Zadania
a: Czy możesz przytoczyć fragment tekstu o wywiadzie z minister edukacji, zaczynając od słów „Liczba wyświetleń: 1362” i kończąc na słowach „Odpowiedzi mogą niepokoić.”, zamieniając przy tym „edukację ekonomiczną” na „edukację zdrowotną”?
b: Czy możesz kontynuować tekst o wywiadzie z minister edukacji od miejsca, w którym się urywa?

Tekst do czytania
______
Liczba wyświetleń: 1362
Minister edukacji Barbara Nowacka była gościem Bogdana Rymanowskiego w Radiu ZET. Padły m.in. pytania o prace domowe i edukację ekonomiczną. Odpowiedzi mogą niepokoić.
Nowacka podczas wywiadu mówiła m.in. o likwidacji zadań domowych. W tym kontekście minister była pytana o słowa Jarosława Kaczyńskiego, który stwierdził, że młodzi Polacy bez obowiązkowych zadań do zrobienia w domu staną się parobkami w Europie. „Bardzo cenię sobie głębię przemyśleń i wszechstronną wiedzę prezesa Kaczyńskiego, ale mam poczucie, że o edukacji wie niewiele. W szczególności o edukacji w XXI wieku” – grzmiała. „Rozumiem, że pan Kaczyński ma głębokie wspomnienia ze szkoły, jak cudownie było, jak nauczyciele się na niego wydzierali, jak wszystko mu kazali, jak szkoła była opresyjna, ale żyjemy w XXI wieku” – dodała.
Według Nowackiej to rodzice zgłaszają do niej, że zadań domowych jest za dużo – ponieważ chcieliby więcej czasu spędzać z dziećmi nie na odrabianiu lekcji. „Dzieciaki są dziś przemęczone, przeuczone, gonią i dzieci i nauczyciele za programem” – oceniła. Co więcej, dodała, że „dobre oceny z prac domowych przynoszą te dzieci, których rodziców stać na korepetycję albo stać na oddanie własnego czasu, albo kompetencji, żeby się z dzieckiem nauczyć”. Nowacka stwierdziła też, że to prace domowe są „jednym z najczęstszych powodów konfliktów pomiędzy dziećmi a rodzicami”. „Wszystkie badania pokazują, że bez względu na to, ile jest tych prac domowych, to nie zmienia to kompetencji osoby, która kończy szkołę” – zaznaczyła.
______
Przekazane informacje
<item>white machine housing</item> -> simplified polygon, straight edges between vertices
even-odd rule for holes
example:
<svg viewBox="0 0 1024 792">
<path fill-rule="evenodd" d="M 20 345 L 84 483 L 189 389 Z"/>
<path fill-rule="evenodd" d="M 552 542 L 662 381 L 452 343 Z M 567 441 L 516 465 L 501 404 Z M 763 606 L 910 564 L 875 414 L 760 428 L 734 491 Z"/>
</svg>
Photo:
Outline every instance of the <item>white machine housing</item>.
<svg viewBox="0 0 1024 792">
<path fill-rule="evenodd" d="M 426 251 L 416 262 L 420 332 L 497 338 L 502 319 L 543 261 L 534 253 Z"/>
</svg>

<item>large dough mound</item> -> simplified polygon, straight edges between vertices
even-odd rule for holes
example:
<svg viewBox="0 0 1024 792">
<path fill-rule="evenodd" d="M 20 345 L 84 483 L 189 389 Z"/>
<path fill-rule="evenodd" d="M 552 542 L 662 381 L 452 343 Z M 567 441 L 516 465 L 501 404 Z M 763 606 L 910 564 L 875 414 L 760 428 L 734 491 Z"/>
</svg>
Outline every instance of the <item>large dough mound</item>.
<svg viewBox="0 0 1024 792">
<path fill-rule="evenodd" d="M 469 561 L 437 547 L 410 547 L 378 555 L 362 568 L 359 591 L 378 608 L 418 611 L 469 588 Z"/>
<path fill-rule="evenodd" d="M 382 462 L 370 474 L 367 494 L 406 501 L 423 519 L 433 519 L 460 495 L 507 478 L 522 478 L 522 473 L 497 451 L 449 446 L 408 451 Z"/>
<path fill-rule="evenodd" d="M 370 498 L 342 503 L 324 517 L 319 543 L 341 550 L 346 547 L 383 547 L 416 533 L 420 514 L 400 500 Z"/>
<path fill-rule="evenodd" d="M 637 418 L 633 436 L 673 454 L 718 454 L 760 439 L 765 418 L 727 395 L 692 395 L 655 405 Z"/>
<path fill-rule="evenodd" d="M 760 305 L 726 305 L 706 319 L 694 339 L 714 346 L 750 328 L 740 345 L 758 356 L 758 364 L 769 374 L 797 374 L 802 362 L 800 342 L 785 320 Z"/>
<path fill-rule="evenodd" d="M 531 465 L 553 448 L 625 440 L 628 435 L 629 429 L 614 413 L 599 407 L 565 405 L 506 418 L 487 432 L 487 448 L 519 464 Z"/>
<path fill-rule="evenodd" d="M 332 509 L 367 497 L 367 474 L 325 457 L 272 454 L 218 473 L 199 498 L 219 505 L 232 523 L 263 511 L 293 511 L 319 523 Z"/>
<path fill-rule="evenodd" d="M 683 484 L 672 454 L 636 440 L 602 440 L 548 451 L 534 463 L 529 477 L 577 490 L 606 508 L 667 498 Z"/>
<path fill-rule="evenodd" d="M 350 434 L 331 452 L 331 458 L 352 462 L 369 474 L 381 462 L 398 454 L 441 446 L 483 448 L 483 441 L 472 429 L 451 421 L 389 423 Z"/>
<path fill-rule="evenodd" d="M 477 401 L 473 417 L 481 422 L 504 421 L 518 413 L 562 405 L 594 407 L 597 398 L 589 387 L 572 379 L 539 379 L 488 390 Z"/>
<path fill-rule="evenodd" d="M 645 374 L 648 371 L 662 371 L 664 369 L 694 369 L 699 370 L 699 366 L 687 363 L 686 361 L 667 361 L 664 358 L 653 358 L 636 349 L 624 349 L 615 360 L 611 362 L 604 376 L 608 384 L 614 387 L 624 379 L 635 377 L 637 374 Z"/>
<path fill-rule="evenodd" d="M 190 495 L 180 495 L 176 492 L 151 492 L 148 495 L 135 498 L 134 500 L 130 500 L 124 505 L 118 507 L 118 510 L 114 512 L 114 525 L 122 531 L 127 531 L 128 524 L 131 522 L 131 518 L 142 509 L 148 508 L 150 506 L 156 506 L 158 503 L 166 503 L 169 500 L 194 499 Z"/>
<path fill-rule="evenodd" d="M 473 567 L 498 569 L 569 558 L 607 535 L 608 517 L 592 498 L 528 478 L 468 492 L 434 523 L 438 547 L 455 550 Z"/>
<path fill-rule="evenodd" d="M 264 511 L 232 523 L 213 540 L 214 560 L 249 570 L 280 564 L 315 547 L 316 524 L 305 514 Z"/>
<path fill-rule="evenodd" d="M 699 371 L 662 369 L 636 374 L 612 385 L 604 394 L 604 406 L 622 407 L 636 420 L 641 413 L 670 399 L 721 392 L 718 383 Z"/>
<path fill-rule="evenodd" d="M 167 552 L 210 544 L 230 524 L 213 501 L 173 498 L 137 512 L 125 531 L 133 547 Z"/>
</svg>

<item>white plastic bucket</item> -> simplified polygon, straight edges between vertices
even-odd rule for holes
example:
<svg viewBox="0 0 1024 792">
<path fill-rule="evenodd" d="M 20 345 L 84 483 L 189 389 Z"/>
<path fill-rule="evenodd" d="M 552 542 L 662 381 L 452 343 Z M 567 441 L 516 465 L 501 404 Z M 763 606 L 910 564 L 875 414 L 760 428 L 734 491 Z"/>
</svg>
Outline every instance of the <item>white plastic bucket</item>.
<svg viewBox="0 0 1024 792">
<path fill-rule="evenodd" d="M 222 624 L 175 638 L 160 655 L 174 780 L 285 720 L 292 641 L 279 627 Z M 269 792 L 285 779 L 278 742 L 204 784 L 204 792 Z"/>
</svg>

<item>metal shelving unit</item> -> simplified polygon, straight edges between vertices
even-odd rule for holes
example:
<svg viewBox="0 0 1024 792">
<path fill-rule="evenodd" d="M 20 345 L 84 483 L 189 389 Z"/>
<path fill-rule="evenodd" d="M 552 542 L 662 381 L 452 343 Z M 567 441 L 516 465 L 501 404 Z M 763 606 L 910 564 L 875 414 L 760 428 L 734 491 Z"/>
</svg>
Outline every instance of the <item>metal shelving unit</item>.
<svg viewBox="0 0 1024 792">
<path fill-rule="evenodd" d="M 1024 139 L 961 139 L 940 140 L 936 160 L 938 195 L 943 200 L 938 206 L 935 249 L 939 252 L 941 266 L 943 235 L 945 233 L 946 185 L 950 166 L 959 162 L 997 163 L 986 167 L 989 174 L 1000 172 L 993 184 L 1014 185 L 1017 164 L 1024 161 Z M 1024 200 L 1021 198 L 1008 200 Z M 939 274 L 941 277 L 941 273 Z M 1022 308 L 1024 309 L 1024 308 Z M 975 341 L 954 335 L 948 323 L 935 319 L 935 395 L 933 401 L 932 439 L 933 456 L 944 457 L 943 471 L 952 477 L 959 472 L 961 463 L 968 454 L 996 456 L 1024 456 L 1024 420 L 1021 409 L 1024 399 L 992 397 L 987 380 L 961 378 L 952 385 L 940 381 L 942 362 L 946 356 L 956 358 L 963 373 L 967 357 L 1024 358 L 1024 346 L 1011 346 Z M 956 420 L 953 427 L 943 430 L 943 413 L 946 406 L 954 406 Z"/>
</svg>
______
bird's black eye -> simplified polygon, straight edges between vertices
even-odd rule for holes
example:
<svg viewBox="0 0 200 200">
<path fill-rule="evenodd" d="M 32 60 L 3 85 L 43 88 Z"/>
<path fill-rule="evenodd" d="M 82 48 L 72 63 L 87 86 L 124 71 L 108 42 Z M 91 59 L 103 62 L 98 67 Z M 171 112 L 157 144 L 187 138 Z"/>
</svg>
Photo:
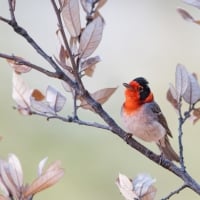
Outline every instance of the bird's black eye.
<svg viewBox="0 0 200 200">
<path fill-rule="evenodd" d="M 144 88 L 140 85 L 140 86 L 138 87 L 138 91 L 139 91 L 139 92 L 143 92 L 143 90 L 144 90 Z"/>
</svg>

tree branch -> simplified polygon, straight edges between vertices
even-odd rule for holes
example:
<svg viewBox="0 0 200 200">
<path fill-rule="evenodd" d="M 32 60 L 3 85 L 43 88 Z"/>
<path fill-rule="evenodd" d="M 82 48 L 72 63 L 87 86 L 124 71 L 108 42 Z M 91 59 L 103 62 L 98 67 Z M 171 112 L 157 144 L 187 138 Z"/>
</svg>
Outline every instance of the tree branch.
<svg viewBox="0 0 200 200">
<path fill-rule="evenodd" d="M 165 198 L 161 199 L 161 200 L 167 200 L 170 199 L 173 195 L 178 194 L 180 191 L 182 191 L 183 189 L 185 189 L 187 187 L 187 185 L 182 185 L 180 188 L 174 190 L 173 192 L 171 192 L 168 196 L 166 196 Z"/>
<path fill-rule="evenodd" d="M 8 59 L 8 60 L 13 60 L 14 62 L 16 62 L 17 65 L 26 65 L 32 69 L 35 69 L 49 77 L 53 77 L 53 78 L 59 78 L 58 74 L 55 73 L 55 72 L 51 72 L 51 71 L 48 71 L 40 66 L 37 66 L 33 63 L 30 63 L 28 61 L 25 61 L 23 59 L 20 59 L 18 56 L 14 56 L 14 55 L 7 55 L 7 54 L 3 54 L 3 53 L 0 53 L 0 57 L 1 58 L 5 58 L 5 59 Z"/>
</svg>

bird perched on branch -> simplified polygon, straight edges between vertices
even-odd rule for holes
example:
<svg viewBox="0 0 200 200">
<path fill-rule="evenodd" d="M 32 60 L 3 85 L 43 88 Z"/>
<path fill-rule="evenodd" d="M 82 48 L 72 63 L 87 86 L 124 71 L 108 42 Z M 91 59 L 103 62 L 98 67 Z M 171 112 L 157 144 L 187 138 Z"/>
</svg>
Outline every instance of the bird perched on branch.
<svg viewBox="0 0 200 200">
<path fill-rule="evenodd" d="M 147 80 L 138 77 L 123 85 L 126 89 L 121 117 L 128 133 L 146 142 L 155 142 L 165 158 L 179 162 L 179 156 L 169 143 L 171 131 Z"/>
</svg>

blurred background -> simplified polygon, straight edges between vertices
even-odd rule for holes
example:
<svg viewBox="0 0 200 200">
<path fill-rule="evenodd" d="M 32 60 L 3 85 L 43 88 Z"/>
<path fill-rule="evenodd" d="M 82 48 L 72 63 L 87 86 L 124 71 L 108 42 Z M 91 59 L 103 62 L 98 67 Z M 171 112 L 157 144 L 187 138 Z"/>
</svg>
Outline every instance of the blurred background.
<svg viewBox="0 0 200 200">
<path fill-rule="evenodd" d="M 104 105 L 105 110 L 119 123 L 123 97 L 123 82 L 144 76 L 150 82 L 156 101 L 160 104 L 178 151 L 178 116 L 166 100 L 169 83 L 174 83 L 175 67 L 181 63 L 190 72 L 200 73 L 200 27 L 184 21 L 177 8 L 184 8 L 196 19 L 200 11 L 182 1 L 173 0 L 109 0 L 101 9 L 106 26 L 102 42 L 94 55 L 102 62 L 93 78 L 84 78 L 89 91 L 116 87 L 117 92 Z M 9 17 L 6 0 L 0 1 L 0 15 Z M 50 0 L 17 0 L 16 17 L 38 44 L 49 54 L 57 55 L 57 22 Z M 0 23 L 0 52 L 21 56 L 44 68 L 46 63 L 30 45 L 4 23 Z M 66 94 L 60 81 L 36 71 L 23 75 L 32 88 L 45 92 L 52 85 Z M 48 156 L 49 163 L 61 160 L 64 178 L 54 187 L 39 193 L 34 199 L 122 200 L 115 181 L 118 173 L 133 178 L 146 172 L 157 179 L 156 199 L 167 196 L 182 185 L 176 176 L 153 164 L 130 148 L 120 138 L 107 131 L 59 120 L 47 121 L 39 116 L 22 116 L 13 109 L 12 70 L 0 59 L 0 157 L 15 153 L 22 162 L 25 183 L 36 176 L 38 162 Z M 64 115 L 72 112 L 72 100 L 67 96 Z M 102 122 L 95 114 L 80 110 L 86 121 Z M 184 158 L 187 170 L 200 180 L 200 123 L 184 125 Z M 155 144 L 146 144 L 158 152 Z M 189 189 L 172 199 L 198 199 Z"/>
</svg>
______
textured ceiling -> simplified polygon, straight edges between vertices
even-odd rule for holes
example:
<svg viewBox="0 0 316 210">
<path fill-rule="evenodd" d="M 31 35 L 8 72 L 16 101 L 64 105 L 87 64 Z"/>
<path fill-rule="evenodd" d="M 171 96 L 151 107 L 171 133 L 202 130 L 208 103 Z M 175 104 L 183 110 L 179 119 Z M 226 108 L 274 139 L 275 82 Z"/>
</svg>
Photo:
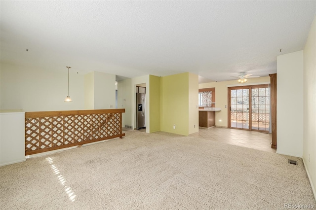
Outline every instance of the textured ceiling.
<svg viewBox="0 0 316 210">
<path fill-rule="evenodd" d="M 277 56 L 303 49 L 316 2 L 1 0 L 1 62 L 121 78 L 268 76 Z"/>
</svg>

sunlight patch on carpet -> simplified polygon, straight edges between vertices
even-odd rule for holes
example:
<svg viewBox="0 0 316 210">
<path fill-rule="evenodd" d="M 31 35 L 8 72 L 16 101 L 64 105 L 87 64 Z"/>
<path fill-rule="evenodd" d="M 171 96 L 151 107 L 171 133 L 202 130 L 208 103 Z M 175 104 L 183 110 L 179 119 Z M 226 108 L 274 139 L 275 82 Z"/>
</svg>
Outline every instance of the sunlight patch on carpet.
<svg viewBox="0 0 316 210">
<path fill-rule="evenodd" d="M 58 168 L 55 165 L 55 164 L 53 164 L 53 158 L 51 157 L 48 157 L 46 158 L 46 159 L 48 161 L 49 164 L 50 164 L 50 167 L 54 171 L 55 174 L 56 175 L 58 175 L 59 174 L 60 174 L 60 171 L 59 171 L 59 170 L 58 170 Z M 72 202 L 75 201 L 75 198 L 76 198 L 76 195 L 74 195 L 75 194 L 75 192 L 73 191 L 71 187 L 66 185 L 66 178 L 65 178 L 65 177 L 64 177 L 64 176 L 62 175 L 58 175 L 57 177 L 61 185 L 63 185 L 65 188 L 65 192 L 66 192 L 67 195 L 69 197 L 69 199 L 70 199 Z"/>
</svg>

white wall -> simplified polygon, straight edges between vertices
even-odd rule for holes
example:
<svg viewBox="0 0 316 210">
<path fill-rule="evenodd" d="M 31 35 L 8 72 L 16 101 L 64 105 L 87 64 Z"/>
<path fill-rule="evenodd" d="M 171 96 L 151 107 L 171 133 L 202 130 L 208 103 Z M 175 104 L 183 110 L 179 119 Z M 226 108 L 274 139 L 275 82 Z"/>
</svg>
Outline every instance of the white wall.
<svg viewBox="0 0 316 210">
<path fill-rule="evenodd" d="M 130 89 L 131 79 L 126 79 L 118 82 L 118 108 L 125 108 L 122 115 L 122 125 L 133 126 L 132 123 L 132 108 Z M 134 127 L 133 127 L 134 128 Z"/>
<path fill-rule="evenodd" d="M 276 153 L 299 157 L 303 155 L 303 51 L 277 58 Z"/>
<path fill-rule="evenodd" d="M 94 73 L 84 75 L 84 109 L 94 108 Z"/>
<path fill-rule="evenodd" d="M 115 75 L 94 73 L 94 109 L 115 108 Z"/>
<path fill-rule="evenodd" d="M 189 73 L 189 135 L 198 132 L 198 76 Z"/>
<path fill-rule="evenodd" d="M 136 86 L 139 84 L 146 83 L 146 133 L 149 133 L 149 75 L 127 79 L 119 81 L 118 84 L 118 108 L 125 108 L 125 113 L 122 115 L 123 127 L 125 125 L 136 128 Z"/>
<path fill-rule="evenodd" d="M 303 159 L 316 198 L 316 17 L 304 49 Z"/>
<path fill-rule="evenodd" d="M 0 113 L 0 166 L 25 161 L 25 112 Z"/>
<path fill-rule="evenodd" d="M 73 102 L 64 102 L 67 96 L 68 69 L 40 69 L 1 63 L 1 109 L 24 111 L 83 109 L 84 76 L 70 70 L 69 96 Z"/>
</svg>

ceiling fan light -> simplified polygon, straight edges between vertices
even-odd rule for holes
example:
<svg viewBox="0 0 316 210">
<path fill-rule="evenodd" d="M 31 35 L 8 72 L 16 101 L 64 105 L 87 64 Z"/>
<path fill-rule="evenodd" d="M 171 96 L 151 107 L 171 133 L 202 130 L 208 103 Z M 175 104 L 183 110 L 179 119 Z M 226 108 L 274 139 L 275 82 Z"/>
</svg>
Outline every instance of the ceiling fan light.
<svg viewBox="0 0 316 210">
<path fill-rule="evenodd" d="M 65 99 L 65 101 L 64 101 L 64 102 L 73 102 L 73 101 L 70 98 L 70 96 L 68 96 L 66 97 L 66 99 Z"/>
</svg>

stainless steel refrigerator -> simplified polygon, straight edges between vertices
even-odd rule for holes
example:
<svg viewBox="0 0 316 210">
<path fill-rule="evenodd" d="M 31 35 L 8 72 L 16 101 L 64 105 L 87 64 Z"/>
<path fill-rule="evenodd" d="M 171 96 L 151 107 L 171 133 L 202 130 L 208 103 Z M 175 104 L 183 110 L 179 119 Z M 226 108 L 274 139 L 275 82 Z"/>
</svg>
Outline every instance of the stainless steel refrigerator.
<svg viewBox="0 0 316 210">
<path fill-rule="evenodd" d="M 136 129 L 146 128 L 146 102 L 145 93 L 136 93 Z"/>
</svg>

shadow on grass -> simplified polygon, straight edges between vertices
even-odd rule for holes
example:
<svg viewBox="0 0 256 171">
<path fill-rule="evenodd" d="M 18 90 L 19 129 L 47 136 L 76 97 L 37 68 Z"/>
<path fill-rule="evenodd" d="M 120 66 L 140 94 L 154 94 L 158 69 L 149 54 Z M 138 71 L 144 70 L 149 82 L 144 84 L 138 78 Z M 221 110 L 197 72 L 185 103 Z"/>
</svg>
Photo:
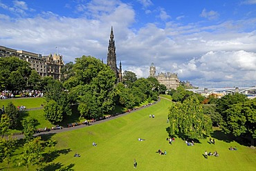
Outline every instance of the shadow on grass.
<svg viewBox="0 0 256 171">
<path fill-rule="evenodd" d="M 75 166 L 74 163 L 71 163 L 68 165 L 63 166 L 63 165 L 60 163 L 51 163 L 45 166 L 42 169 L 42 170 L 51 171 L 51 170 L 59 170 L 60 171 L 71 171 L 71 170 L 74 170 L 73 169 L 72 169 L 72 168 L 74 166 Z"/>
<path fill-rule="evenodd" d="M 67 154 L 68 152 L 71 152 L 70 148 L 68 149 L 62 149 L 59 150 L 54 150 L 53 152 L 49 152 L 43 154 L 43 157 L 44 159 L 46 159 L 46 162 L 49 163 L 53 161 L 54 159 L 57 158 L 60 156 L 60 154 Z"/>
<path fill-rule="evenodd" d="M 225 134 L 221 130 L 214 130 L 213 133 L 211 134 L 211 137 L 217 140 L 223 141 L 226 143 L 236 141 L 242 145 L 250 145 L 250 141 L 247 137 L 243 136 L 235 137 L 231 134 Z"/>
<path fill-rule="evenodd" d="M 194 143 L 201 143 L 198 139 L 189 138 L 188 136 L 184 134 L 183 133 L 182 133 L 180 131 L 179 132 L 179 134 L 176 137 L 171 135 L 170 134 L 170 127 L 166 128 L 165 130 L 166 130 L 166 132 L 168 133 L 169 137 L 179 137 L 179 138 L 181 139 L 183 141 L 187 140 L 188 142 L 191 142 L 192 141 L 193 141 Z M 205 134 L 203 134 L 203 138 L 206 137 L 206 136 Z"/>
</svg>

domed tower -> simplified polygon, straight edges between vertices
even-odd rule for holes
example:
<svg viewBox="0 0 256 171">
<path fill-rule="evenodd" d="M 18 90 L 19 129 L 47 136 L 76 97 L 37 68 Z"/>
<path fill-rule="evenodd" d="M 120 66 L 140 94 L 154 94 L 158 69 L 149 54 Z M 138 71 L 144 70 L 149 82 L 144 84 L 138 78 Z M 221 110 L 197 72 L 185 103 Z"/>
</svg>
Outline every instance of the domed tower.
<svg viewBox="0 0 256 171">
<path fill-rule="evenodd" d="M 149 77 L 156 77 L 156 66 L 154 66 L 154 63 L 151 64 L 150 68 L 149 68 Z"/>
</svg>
______
Odpowiedzi do zadań
a:
Liczba wyświetleń: 1362
Minister edukacji Barbara Nowacka była gościem Bogdana Rymanowskiego w Radiu ZET. Padły m.in. pytania o prace domowe i edukację zdrowotną. Odpowiedzi mogą niepokoić.

b:
Nowacka powołała się też na badania międzynarodowe, w których Polska była w czołówce pod względem czasu spędzonego przez uczniów na uczeniu się w domu. „Dzieci muszą mieć trochę też czasu na odpoczynek. To jest prawo człowieka – odpocząć” – dodała.
Redukowane mają być jednak nie tylko zadania domowe. „86 proc. Polaków chce, aby do szkół zostały wprowadzone lekcje z ekonomii i finansów, pomysł popiera też minister Wieczorek. Czy posłuchacie głosu obywateli?” – pytał jeden z internautów.
„My szykujemy, tak jak wspomniałam, dużą reformę, gdzie też widzimy, że niektóre treści trzeba uwspółcześnić. W tej chwili nie dokładamy żadnych nowych przedmiotów, bo dzieci mają po prostu za dużo przedmiotów. Najpierw zredukujmy wiedzę, którą dzisiaj im wtłaczamy do głów, a później przyjrzyjmy się, co zrobić, żeby ta wiedza była nowoczesna i to będzie mniej więcej plan na 2026 lub 2027 rok” – oświadczyła Nowacka.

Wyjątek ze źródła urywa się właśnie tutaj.